**GIVEN TASK 1**
In the entries, lay out everything from the line containing "Annotate each instance of the front" down to the line containing "x=333 y=392", both included, as a JSON list of strings with one string per line and blank lines left out.

Audience tastes were fairly eclectic during the 20th century, but several trends did emerge. During the silent era, films with war themes were popular with audiences, with The Birth of a Nation (American Civil War), The Four Horsemen of the Apocalypse, The Big Parade and Wings (all World War I) becoming the most successful films in their respective years of release, with the trend coming to an end with All Quiet on the Western Front in 1930. With the advent of sound in 1927, the musical—the genre best placed to showcase the new technology—took over as the most popular type of film with audiences, with 1928 and 1929 both being topped by musical films. The genre continued to perform strongly in the 1930s, but the outbreak of World War II saw war-themed films dominate again during this period, starting with Gone with the Wind (American Civil War) in 1939, and finishing with The Best Years of Our Lives (World War II) in 1946. Samson and Delilah (1949) saw the beginning of a trend of increasingly expensive historical dramas set during Ancient Rome/biblical times throughout the 1950s as cinema competed with television for audiences, with Quo Vadis, The Robe, The Ten Commandments, Ben-Hur and Spartacus all becoming the highest-grossing film of the year during initial release, before the genre started to wane after several high-profile failures. The success of White Christmas and South Pacific in the 1950s foreshadowed the comeback of the musical in the 1960s with West Side Story, Mary Poppins, My Fair Lady, The Sound of Music and Funny Girl all among the top films of the decade. The 1970s saw a shift in audience tastes to high concept films, with six such films made by either George Lucas or Steven Spielberg topping the chart during the 1980s. The 21st century has seen an increasing dependence on franchises and adaptations, with the box-office dominance of films based on pre-existing intellectual property at record levels.

**Rows from a pointing dataset**
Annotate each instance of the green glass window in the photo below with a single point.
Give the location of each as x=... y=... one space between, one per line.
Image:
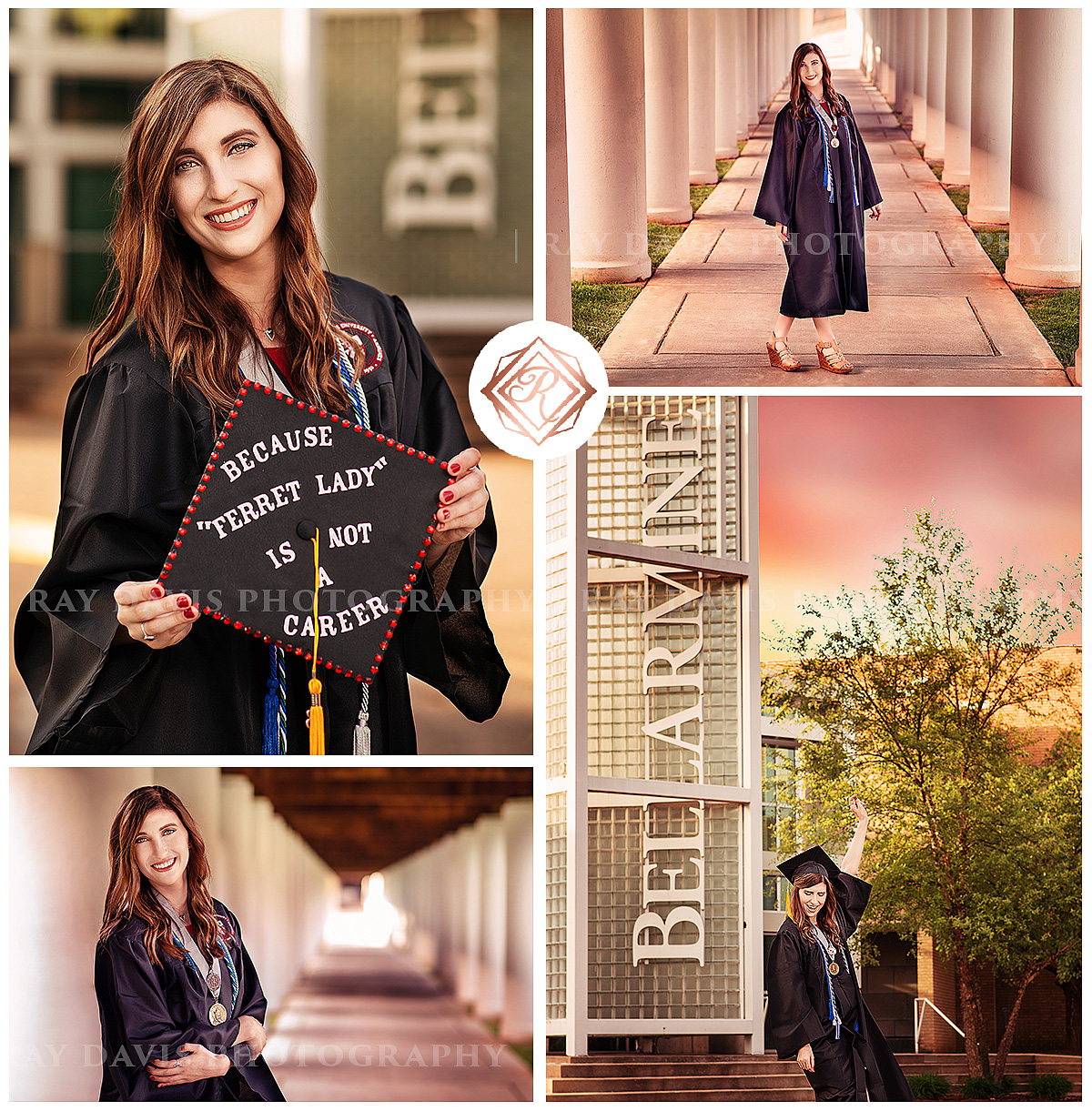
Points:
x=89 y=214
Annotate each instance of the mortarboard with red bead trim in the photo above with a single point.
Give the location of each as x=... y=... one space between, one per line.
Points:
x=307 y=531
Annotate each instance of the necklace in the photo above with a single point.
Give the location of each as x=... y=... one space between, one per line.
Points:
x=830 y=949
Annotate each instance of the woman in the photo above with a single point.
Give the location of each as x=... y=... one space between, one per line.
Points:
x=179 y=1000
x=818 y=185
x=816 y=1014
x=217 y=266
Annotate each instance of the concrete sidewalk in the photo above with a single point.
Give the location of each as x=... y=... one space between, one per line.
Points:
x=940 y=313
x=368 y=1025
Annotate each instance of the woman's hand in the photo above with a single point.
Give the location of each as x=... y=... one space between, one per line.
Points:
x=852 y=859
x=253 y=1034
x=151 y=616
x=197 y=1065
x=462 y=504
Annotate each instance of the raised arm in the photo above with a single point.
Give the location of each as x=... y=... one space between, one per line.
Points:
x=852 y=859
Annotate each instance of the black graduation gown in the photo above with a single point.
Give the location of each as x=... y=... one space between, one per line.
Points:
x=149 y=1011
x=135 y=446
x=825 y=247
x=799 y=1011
* * *
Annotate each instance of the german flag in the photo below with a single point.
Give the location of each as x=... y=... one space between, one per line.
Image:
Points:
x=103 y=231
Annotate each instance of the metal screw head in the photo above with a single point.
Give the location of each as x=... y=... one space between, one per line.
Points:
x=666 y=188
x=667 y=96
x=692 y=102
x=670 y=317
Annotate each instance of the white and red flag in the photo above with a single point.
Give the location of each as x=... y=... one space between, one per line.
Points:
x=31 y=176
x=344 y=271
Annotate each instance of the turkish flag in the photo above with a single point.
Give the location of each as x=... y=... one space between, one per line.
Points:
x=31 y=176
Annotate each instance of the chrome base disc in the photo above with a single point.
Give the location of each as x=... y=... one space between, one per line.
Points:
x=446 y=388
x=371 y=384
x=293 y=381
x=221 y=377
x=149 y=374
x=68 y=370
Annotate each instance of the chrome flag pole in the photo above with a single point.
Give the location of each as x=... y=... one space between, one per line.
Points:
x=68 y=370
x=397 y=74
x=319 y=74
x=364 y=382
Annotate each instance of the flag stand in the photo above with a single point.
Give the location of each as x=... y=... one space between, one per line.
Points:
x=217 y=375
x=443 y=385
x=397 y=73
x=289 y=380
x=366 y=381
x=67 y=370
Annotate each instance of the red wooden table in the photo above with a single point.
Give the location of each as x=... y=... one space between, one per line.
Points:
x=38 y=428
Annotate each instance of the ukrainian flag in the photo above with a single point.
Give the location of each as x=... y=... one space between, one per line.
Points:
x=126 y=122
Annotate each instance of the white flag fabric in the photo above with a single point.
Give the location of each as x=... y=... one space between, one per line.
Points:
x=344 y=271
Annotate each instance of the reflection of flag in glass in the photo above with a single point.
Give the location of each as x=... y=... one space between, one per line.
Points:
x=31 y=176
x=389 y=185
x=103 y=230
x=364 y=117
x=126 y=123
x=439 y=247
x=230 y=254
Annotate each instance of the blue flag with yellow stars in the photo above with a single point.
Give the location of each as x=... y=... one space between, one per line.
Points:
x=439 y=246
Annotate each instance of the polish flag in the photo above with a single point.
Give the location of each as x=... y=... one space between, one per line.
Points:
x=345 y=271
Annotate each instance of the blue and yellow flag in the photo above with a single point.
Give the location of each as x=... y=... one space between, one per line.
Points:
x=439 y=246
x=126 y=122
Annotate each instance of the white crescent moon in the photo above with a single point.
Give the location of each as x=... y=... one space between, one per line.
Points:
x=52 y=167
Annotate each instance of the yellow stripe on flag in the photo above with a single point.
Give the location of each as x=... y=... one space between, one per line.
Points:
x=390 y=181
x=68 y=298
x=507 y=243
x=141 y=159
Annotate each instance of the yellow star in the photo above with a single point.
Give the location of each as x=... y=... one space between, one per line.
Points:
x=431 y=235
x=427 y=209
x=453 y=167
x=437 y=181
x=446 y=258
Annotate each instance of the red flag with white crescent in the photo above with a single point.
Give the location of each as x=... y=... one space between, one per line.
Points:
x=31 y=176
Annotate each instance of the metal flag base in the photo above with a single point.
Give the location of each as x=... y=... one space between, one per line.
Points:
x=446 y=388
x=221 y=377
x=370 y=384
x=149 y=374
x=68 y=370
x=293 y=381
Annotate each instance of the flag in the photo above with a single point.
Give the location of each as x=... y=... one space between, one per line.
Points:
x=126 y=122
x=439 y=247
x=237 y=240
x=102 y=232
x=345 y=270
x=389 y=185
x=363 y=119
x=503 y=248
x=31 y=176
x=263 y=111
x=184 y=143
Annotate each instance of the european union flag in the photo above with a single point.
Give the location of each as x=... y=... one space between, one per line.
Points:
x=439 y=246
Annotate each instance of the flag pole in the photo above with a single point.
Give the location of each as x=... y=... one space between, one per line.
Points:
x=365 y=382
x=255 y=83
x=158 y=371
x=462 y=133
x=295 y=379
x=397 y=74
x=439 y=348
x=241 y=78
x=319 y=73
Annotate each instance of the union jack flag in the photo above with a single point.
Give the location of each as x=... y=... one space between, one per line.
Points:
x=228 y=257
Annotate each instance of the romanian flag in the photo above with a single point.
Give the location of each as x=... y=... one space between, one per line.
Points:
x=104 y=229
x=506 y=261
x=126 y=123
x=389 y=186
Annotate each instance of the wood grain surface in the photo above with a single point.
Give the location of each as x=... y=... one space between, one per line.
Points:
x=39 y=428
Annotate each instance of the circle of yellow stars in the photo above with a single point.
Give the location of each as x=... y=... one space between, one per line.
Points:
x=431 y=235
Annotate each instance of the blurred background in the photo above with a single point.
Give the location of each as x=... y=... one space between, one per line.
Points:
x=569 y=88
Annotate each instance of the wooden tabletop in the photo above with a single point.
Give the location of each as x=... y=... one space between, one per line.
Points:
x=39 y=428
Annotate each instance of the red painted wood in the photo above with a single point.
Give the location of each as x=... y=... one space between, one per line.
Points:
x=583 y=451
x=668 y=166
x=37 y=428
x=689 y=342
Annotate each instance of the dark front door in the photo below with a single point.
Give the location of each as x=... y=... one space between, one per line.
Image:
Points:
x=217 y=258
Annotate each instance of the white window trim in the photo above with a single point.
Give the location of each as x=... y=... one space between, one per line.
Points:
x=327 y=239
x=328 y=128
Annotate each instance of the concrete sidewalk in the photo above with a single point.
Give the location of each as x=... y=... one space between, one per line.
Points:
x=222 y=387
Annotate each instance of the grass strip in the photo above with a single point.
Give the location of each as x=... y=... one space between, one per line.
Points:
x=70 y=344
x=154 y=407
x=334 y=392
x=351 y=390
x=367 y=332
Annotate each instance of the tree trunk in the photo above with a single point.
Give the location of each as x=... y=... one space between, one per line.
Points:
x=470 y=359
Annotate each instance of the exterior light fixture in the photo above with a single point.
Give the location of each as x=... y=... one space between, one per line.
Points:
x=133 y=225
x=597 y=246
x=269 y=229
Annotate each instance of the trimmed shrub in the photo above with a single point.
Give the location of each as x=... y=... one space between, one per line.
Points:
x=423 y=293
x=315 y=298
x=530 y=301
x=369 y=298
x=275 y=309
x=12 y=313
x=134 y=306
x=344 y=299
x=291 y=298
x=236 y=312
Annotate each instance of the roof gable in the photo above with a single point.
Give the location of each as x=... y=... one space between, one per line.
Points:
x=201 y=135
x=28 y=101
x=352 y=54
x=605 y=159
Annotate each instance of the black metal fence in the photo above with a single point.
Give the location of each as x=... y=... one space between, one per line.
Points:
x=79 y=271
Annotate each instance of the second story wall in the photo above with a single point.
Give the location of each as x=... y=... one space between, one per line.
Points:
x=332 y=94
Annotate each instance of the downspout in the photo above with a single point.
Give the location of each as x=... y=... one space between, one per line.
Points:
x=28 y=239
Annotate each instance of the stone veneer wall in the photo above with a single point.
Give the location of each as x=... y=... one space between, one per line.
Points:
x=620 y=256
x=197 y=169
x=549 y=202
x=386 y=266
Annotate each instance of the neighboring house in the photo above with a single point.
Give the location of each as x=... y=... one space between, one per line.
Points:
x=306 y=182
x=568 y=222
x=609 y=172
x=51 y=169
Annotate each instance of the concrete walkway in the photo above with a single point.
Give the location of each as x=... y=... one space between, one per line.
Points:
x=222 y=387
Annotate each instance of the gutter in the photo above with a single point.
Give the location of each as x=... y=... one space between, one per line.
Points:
--
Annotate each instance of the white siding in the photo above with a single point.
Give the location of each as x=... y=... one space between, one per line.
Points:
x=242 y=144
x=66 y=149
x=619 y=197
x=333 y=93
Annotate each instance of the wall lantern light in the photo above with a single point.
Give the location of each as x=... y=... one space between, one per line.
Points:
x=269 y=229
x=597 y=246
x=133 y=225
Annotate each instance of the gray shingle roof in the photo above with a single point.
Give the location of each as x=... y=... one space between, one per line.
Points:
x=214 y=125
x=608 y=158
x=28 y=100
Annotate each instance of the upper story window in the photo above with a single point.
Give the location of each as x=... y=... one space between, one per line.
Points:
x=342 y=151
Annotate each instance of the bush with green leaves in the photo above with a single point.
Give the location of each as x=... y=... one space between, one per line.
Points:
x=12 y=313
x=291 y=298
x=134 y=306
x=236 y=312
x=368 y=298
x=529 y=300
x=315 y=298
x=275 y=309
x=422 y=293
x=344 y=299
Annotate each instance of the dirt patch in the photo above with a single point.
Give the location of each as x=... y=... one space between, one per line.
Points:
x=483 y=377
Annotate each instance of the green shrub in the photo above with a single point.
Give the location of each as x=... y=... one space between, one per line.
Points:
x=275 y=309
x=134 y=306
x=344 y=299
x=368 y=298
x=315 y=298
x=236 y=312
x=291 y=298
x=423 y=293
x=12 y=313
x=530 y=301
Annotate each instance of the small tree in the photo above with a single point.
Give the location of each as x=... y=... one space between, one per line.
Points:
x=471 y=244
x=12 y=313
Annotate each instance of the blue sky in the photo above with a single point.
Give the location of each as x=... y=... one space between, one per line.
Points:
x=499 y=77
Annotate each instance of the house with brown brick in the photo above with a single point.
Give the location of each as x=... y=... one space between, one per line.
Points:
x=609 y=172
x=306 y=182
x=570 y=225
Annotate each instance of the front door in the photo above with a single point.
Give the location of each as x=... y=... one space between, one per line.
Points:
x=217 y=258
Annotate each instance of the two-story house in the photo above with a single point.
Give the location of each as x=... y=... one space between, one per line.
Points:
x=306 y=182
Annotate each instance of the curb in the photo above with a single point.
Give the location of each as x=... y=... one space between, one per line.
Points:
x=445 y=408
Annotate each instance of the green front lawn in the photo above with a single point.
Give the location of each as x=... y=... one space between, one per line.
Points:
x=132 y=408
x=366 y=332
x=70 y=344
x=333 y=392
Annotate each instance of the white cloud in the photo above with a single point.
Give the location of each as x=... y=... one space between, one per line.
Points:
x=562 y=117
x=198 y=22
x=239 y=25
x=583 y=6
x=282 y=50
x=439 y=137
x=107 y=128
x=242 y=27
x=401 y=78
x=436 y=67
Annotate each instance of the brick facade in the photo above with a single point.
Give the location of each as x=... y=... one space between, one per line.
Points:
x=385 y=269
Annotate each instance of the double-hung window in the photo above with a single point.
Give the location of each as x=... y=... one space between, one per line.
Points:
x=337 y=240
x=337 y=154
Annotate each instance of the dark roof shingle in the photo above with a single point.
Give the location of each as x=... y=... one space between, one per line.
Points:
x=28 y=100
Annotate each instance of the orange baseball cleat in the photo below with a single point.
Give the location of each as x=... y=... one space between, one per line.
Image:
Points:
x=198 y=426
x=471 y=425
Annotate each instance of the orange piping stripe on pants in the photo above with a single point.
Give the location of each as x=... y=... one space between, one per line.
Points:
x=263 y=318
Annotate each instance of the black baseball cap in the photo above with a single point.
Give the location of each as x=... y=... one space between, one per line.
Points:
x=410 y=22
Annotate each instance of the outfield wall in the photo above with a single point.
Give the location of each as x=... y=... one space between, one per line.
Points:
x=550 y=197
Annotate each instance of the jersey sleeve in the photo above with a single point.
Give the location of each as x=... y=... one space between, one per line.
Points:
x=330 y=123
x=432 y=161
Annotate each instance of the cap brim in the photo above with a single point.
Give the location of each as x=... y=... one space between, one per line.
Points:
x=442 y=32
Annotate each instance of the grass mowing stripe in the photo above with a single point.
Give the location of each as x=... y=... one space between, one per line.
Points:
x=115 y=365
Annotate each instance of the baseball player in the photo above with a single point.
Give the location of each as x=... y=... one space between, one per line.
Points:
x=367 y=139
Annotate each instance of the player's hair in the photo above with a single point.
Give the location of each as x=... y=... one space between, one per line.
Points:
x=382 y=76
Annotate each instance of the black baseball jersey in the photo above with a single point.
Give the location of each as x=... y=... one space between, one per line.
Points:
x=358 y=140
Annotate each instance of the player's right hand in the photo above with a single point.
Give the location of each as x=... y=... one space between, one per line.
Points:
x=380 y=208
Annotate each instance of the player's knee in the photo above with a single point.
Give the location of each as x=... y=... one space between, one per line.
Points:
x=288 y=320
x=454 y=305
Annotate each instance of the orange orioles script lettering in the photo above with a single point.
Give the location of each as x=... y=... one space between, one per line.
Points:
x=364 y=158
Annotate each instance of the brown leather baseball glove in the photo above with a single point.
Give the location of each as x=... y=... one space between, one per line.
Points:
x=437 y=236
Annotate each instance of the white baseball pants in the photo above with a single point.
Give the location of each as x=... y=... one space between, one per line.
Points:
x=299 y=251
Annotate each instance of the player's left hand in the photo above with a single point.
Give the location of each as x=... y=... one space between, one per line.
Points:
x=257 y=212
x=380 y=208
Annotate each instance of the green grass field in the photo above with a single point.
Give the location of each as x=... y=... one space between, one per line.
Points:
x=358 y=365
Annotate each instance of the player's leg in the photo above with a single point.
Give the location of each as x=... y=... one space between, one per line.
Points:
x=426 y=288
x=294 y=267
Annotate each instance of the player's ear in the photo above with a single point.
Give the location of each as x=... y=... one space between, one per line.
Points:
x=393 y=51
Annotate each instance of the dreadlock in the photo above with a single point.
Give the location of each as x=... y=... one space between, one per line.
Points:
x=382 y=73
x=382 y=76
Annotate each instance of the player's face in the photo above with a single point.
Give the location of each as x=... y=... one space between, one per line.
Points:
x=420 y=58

**GIVEN TASK 2**
Answer these questions from the passage on box-office trends:
(a) Which film brought the silent-era trend of war-themed films to an end, and in what year?
(b) Which 1949 film began the trend of increasingly expensive historical dramas?
(c) Which two filmmakers made the six high concept films that topped the chart during the 1980s?

**FULL OUTPUT 1**
[
  "Annotate each instance of the front door in the photo above with a single point.",
  "Give the location of each as x=... y=... one space between, one per line.",
  "Points:",
  "x=217 y=258",
  "Annotate each instance of the two-story house in the photo above with a single point.",
  "Give the location of each as x=... y=... one space between, one per line.",
  "Points:",
  "x=306 y=182",
  "Annotate each instance of the curb in the photo above with a single point.",
  "Give the location of each as x=... y=... one space between, one per line.",
  "Points:",
  "x=445 y=408",
  "Annotate each instance of the green front lawn in the photo above with a single point.",
  "Give the location of each as x=... y=... one space between, one per line.",
  "Points:",
  "x=132 y=408",
  "x=366 y=332",
  "x=70 y=344",
  "x=333 y=392"
]

**FULL OUTPUT 2**
(a) All Quiet on the Western Front, in 1930
(b) Samson and Delilah
(c) George Lucas and Steven Spielberg